§ **The data**

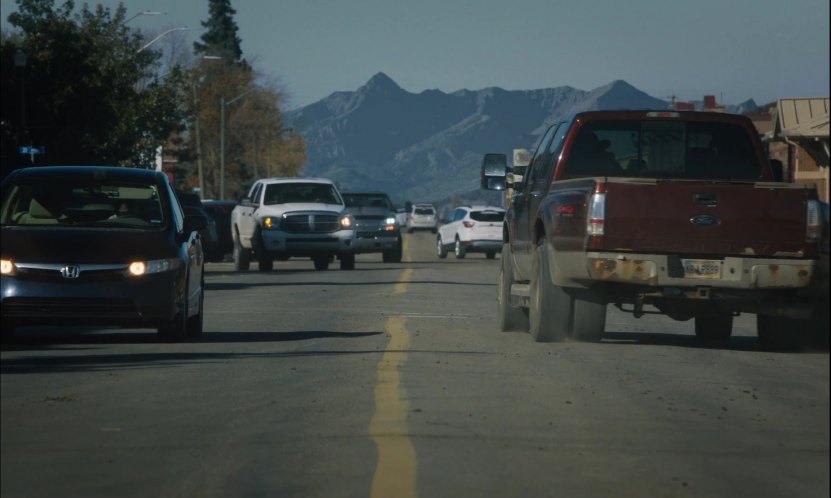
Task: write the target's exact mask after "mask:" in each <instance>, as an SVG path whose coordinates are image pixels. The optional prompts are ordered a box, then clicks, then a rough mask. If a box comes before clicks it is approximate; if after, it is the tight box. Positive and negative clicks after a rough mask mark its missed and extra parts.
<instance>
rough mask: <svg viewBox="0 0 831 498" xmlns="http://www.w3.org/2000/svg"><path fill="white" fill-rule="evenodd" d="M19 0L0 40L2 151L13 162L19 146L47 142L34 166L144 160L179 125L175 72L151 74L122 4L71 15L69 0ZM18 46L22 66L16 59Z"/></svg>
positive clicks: (147, 51) (152, 157) (182, 72)
mask: <svg viewBox="0 0 831 498" xmlns="http://www.w3.org/2000/svg"><path fill="white" fill-rule="evenodd" d="M17 3H18V11H17V12H14V13H12V14H11V15H9V18H8V20H9V23H10V24H11V25H12V26H14V27H16V28H17V29H18V32H17V33H15V34H14V35H6V34H4V36H3V37H2V40H0V41H1V42H2V43H1V44H0V49H1V50H2V56H0V59H2V66H3V67H2V74H3V76H2V78H3V81H2V83H3V88H4V92H3V107H2V122H3V129H2V132H3V155H4V156H6V158H7V159H11V160H12V161H14V160H20V159H21V156H19V155H18V154H16V152H17V151H16V148H17V146H19V145H36V146H45V147H46V149H47V153H46V154H45V155H44V156H38V157H37V158H36V162H37V163H38V164H91V165H96V164H119V165H126V164H131V165H137V166H152V164H153V160H154V157H155V149H156V147H158V146H159V145H160V144H161V143H162V142H164V141H165V140H166V139H167V138H168V137H169V136H170V135H171V133H173V132H174V131H175V130H176V129H178V128H179V127H180V126H181V124H182V118H183V117H184V109H183V108H182V106H181V105H180V102H181V100H182V99H181V89H182V84H181V82H182V80H183V78H184V74H183V72H182V71H181V70H178V69H174V70H173V71H171V72H170V73H169V74H167V75H166V76H165V77H164V78H160V77H158V76H157V75H156V70H155V69H156V68H157V66H158V60H159V57H160V55H159V53H157V52H154V51H153V50H144V51H141V52H140V53H139V52H138V49H139V48H140V47H141V46H142V45H143V42H144V38H143V37H142V35H141V33H139V32H137V31H135V30H131V29H129V28H128V27H126V26H125V25H124V21H125V14H126V8H125V7H124V6H123V4H122V5H119V7H118V8H117V9H115V11H114V12H111V11H110V9H107V8H104V7H102V6H101V5H97V6H96V7H95V8H94V9H90V8H89V7H88V6H87V4H84V5H83V7H82V8H81V9H80V11H79V12H77V13H76V12H75V3H74V2H73V1H71V0H68V1H65V2H64V3H63V4H62V5H61V6H60V7H55V2H54V0H18V2H17ZM18 51H22V52H23V53H25V54H26V66H25V67H15V66H14V55H15V53H17V52H18ZM7 88H8V89H11V88H14V89H18V88H19V89H20V93H19V94H18V93H17V92H7V91H6V89H7ZM18 97H19V98H18ZM24 121H25V123H24ZM22 159H24V160H26V161H28V158H26V157H25V156H24V157H22Z"/></svg>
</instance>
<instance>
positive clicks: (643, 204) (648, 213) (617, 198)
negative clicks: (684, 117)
mask: <svg viewBox="0 0 831 498" xmlns="http://www.w3.org/2000/svg"><path fill="white" fill-rule="evenodd" d="M606 192H607V193H606V223H605V237H603V242H602V243H601V245H602V250H610V251H633V252H651V253H669V254H690V255H719V256H742V255H744V256H757V257H759V256H764V257H816V247H815V245H812V244H810V243H807V242H806V218H807V207H806V206H807V201H808V200H809V199H815V198H816V192H815V191H814V190H813V189H812V188H807V187H804V186H800V185H784V184H771V183H756V184H754V183H749V182H745V183H729V182H712V181H708V182H703V181H690V180H627V179H623V178H622V179H608V181H607V183H606Z"/></svg>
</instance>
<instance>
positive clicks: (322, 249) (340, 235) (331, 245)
mask: <svg viewBox="0 0 831 498" xmlns="http://www.w3.org/2000/svg"><path fill="white" fill-rule="evenodd" d="M262 236H263V244H264V246H265V249H266V251H268V252H269V253H273V254H280V255H285V256H289V257H292V256H312V255H316V254H346V253H353V252H355V231H354V230H338V231H336V232H326V233H290V232H284V231H282V230H263V232H262Z"/></svg>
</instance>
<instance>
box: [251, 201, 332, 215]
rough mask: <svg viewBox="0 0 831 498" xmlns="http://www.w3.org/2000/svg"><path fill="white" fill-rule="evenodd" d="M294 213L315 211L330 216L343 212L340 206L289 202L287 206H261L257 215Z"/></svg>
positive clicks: (277, 204) (330, 204) (326, 204)
mask: <svg viewBox="0 0 831 498" xmlns="http://www.w3.org/2000/svg"><path fill="white" fill-rule="evenodd" d="M295 211H305V212H309V211H317V212H329V213H332V214H341V213H343V212H344V208H343V205H341V204H320V203H317V202H290V203H287V204H273V205H270V206H263V207H262V208H260V209H259V210H258V211H257V214H258V215H260V216H280V215H283V214H286V213H291V212H295Z"/></svg>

§ **About this exercise**
Only the lines that contain the string "rough" should be copied from the entries above.

§ **Answer section**
Task: write the target's exact mask after "mask:" in each <instance>, as an SVG path whose coordinates are image pixels. The optional prompts are ordered a box, then clicks, then a rough mask. If a box comes before clicks it is approximate; if after, it is the tight box. Positive and negative clicks after a rough mask mark its missed and extra parts.
rough mask: <svg viewBox="0 0 831 498" xmlns="http://www.w3.org/2000/svg"><path fill="white" fill-rule="evenodd" d="M19 0L0 40L2 151L13 162L19 146L47 142L34 166L144 160L179 125L175 72L151 74L122 4L71 15L69 0ZM18 46L22 66L16 59Z"/></svg>
rough mask: <svg viewBox="0 0 831 498" xmlns="http://www.w3.org/2000/svg"><path fill="white" fill-rule="evenodd" d="M294 213L315 211L330 216L343 212L340 206L289 202L287 206H261L257 215Z"/></svg>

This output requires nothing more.